-- Provided data --
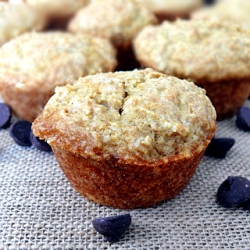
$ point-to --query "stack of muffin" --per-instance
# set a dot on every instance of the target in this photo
(125, 136)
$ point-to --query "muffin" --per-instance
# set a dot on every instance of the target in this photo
(16, 19)
(57, 12)
(33, 64)
(128, 139)
(213, 54)
(171, 9)
(118, 21)
(237, 11)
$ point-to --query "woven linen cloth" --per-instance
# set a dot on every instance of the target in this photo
(40, 210)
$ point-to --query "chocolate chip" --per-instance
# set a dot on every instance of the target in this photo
(233, 192)
(243, 118)
(218, 147)
(112, 227)
(39, 144)
(5, 115)
(20, 132)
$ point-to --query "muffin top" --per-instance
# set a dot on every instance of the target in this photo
(16, 19)
(237, 11)
(119, 21)
(45, 60)
(58, 8)
(171, 6)
(139, 116)
(200, 50)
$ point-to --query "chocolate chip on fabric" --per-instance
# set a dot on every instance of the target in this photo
(246, 205)
(20, 132)
(218, 147)
(233, 192)
(243, 118)
(5, 115)
(112, 227)
(39, 144)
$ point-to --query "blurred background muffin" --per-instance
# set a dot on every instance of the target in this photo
(16, 19)
(57, 12)
(171, 9)
(236, 11)
(33, 64)
(212, 53)
(118, 21)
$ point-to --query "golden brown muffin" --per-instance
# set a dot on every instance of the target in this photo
(128, 139)
(16, 19)
(213, 54)
(33, 64)
(118, 21)
(237, 11)
(171, 9)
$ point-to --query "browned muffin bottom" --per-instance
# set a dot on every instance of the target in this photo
(128, 139)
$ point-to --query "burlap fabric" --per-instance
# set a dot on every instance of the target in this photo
(40, 210)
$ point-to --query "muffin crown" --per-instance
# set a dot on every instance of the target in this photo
(138, 116)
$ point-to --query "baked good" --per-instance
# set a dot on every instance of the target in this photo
(128, 139)
(33, 64)
(16, 19)
(118, 21)
(237, 11)
(171, 9)
(212, 53)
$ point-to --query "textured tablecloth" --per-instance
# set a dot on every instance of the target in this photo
(40, 210)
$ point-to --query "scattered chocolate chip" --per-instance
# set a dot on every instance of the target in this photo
(39, 144)
(246, 205)
(5, 115)
(218, 147)
(20, 132)
(233, 192)
(112, 227)
(243, 118)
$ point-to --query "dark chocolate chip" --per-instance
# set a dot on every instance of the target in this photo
(20, 132)
(5, 115)
(112, 227)
(243, 118)
(233, 192)
(39, 144)
(246, 205)
(218, 147)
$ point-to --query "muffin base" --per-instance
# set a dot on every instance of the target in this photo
(227, 96)
(126, 186)
(26, 104)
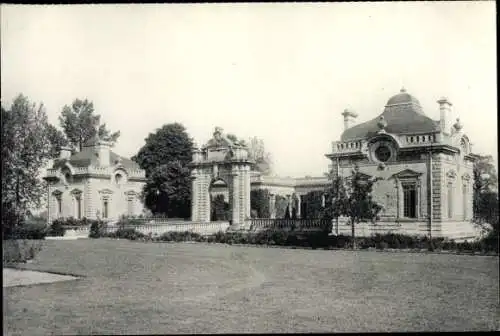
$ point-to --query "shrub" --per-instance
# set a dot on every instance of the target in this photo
(98, 229)
(20, 250)
(128, 233)
(56, 229)
(27, 231)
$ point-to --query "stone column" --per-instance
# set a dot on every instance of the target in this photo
(247, 192)
(299, 204)
(235, 196)
(194, 196)
(290, 205)
(272, 205)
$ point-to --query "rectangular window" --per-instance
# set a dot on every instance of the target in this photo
(59, 206)
(78, 207)
(105, 208)
(130, 206)
(409, 200)
(450, 200)
(464, 200)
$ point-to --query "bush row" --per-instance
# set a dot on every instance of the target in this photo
(19, 250)
(316, 240)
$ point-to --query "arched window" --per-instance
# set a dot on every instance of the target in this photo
(450, 199)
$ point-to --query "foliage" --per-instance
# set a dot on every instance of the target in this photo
(181, 236)
(19, 250)
(27, 231)
(169, 143)
(351, 197)
(257, 152)
(485, 175)
(57, 140)
(281, 205)
(56, 229)
(25, 150)
(313, 204)
(168, 190)
(97, 229)
(259, 201)
(220, 208)
(79, 123)
(485, 202)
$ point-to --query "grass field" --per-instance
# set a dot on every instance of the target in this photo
(137, 288)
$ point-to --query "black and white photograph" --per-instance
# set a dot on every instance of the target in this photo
(249, 168)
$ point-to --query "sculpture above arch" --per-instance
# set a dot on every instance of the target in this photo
(221, 160)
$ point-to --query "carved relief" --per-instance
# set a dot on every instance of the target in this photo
(451, 174)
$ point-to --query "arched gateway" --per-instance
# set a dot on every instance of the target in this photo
(226, 162)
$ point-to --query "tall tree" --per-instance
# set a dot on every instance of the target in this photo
(57, 140)
(164, 157)
(168, 190)
(79, 124)
(351, 197)
(25, 150)
(169, 143)
(485, 201)
(258, 153)
(485, 175)
(259, 201)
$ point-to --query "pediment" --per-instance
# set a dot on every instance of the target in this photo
(57, 193)
(76, 191)
(106, 191)
(407, 173)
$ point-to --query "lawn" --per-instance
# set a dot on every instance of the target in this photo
(138, 288)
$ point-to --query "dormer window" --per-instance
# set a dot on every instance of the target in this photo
(383, 153)
(118, 178)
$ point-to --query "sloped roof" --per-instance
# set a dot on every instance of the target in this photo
(402, 113)
(87, 157)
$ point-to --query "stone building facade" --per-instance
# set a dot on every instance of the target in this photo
(94, 183)
(425, 166)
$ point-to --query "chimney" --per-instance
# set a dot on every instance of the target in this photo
(65, 153)
(445, 115)
(349, 118)
(103, 152)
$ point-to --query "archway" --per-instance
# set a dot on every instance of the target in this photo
(220, 208)
(221, 160)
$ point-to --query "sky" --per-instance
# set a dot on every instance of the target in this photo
(283, 72)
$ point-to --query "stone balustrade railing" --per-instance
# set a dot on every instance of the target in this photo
(257, 224)
(345, 147)
(415, 140)
(96, 170)
(157, 229)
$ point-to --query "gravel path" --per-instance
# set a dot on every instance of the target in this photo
(15, 277)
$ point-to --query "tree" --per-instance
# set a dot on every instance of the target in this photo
(25, 150)
(351, 197)
(219, 208)
(79, 123)
(168, 190)
(257, 152)
(259, 201)
(313, 204)
(57, 140)
(169, 143)
(485, 185)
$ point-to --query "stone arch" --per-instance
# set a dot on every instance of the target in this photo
(222, 161)
(119, 176)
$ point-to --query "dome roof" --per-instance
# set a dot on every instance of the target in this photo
(402, 98)
(402, 114)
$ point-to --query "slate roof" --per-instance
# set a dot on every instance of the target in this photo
(87, 158)
(403, 115)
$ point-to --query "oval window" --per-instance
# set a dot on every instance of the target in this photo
(118, 178)
(383, 153)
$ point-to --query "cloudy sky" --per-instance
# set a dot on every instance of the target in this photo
(282, 72)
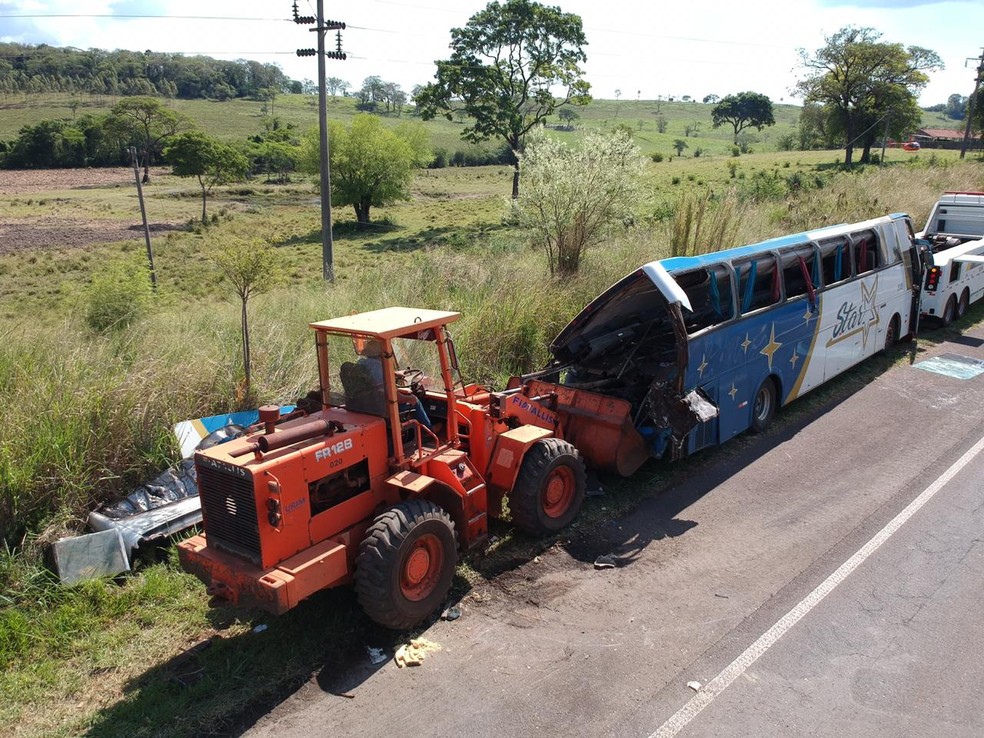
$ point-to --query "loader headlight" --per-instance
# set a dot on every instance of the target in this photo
(273, 512)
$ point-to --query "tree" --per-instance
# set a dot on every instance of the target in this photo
(956, 107)
(371, 165)
(812, 130)
(573, 194)
(150, 121)
(568, 115)
(744, 110)
(250, 266)
(196, 154)
(504, 65)
(334, 85)
(976, 111)
(860, 80)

-- Exercise objective --
Each record must be quoted in full and exactly. Do not include the pictures.

-- Task response --
$ point-to --query "stack of muffin" --per-instance
# set a dot on every instance of the target in this photo
(125, 136)
$ point-to --query "muffin" --per-instance
# set a dot on every instance of the target in this photo
(16, 19)
(57, 12)
(33, 64)
(128, 139)
(213, 54)
(171, 9)
(118, 21)
(237, 11)
$ point-to --query "woven linen cloth" --per-instance
# set a dot on every instance of the target in this photo
(40, 210)
$ point-to --query "chocolate chip" --per-instance
# set a dot on every instance of the target in this photo
(233, 192)
(243, 118)
(218, 147)
(112, 227)
(39, 144)
(5, 115)
(20, 132)
$ point-to --query "muffin top" --per-instance
# set a dot on every instance of the target in this photo
(16, 19)
(237, 11)
(119, 21)
(45, 60)
(58, 8)
(171, 6)
(139, 116)
(200, 50)
$ point-to --query "chocolate chip on fabric" --per-instance
# set a dot on every instance of the target in this photo
(246, 205)
(20, 132)
(218, 147)
(233, 192)
(243, 118)
(5, 115)
(112, 227)
(39, 144)
$ point-to --query "blurred background muffin" --per-instance
# set a dot on every instance of the target in this photo
(16, 19)
(57, 12)
(171, 9)
(236, 11)
(33, 64)
(212, 53)
(118, 21)
$ point-to --query "golden brown muffin" --per-instance
# set a dot on every instance of the target in this photo
(128, 139)
(16, 19)
(213, 54)
(33, 64)
(118, 21)
(237, 11)
(171, 9)
$ point-to --query "browned muffin bottom" --per-instance
# set a dot on every instance of the target in this photo
(128, 139)
$ point-to --query "burlap fabric" --per-instance
# set a dot on every instance of the target in this photo
(40, 210)
$ point-to --query "muffin crown" --per-instance
# set a dot on every instance of the target in this photo
(138, 116)
$ point-to --query "baked good" --per-instance
# set a dot on every instance of the target in this photo
(128, 139)
(33, 64)
(16, 19)
(118, 21)
(237, 11)
(171, 9)
(212, 53)
$ point-to --query "textured tablecloth" --per-instance
# set a dot on every instance of the target in this photo
(40, 210)
$ point-to --query "scattered chocolate chip" --per-instance
# set a dot on every instance of the target in this photo
(39, 144)
(246, 205)
(5, 115)
(218, 147)
(20, 132)
(233, 192)
(112, 227)
(243, 118)
$ point-to --query "dark chocolate chip" --per-instance
# set a dot on every instance of the target in this photo
(20, 132)
(5, 115)
(112, 227)
(243, 118)
(233, 192)
(39, 144)
(246, 205)
(218, 147)
$ point-to --query "muffin base" --per-instance
# set a dot on every instance of the target in this photo
(227, 96)
(126, 186)
(26, 104)
$ point-to --query "shrub" --per-instance
# set a dot on every instance of the target in this photo
(98, 229)
(20, 250)
(128, 233)
(56, 229)
(27, 231)
$ point-to --query "stone column" --per-instance
# set a dot on every instance of the target in this photo
(247, 192)
(299, 204)
(235, 196)
(194, 196)
(290, 205)
(272, 205)
$ point-to --query "rectangular window" --per-instance
# set a dot on every instance of the target in this photo
(59, 206)
(78, 207)
(105, 208)
(130, 206)
(409, 200)
(450, 200)
(464, 200)
$ point-to --query "bush row" --per-instance
# set a dot on every instance of the target in this photo
(19, 250)
(316, 240)
$ point-to --query "arched window" --per-instance
# set a dot on every instance of the target in this photo
(450, 199)
$ point-to --query "foliage" --per-instance
# set a dot on every instance of the target in this photo
(181, 236)
(19, 250)
(27, 231)
(169, 143)
(351, 197)
(257, 152)
(485, 175)
(57, 140)
(281, 205)
(56, 229)
(25, 150)
(313, 204)
(168, 190)
(97, 229)
(259, 201)
(220, 208)
(79, 123)
(485, 202)
$ point-to --query "grass field" --per-instance
# set a dot on every instance of the target in this photo
(137, 288)
$ point-to --query "black and white photograph" --per-instance
# set a dot on every instance of the target in this photo
(249, 168)
$ point-to --query "sculpture above arch" --per-instance
# set a dot on every instance of the target in this photo
(221, 160)
$ point-to --query "carved relief" --per-instance
# set a dot on every instance of the target in this photo
(451, 174)
$ point-to --query "arched gateway" --per-instance
# set a dot on every instance of the target in this photo
(226, 162)
$ point-to --query "tall tree" --per-instance
# set a dot on every instance of the target in this photo
(57, 140)
(164, 157)
(168, 190)
(79, 124)
(351, 197)
(25, 150)
(169, 143)
(485, 201)
(258, 153)
(485, 175)
(259, 201)
$ point-to --query "pediment" --per-instance
# set a dot on every instance of the target in this photo
(57, 193)
(76, 191)
(106, 191)
(407, 173)
$ point-to --query "lawn" --per-instance
# set a dot on every instance of the target in this photo
(138, 288)
$ point-to --query "dormer window" --per-instance
# set a dot on every instance of the target in this photo
(383, 153)
(118, 178)
$ point-to --query "sloped roof" --per-instance
# set a dot on every instance of the target in this photo
(402, 113)
(87, 157)
$ point-to --query "stone building facade" --per-instance
# set a dot on every instance of the target in this photo
(94, 183)
(425, 166)
$ point-to --query "chimney" --per-instance
# set a dot on every instance of the target in this photo
(65, 153)
(445, 115)
(349, 118)
(103, 152)
$ point-to --query "archway" --per-instance
# set a dot on every instance of the target in this photo
(220, 208)
(221, 160)
$ point-to --query "sky" --per-instance
# set a dot on every instance of the target in this photo
(283, 72)
$ point-to --query "stone balustrade railing" --per-instance
# set a dot on every instance of the target in this photo
(257, 224)
(345, 147)
(415, 140)
(96, 170)
(157, 229)
$ point-to --query "gravel path" --per-instance
# set a dot on every instance of the target in this photo
(15, 277)
$ point-to --query "tree" --per-instance
# set a dot on every instance of the target in this photo
(25, 150)
(351, 197)
(219, 208)
(79, 123)
(168, 190)
(257, 152)
(259, 201)
(313, 204)
(57, 140)
(169, 143)
(485, 185)
$ point-to --query "stone arch" --per-instance
# set a dot on every instance of the target in this photo
(222, 161)
(119, 176)
$ point-to --query "dome roof" --per-instance
# set a dot on every instance of the target in this photo
(402, 98)
(402, 114)
$ point-to --query "slate roof" --per-instance
# set a dot on every instance of the target in this photo
(87, 158)
(403, 115)
$ point-to --query "oval window" --per-instance
# set a dot on every instance of the target in this photo
(118, 178)
(383, 153)
$ point-to --query "cloudy sky" --per-instance
# set a dot on every instance of the target in this photo
(282, 72)
$ point-to --query "loader headlight" --per-instance
# set a dot on every instance of the target in this photo
(273, 512)
$ point-to --query "tree" --per-instance
# set a dot on every instance of the target in this photo
(956, 107)
(371, 165)
(812, 130)
(573, 194)
(150, 121)
(568, 115)
(744, 110)
(250, 266)
(196, 154)
(504, 65)
(334, 85)
(976, 111)
(860, 80)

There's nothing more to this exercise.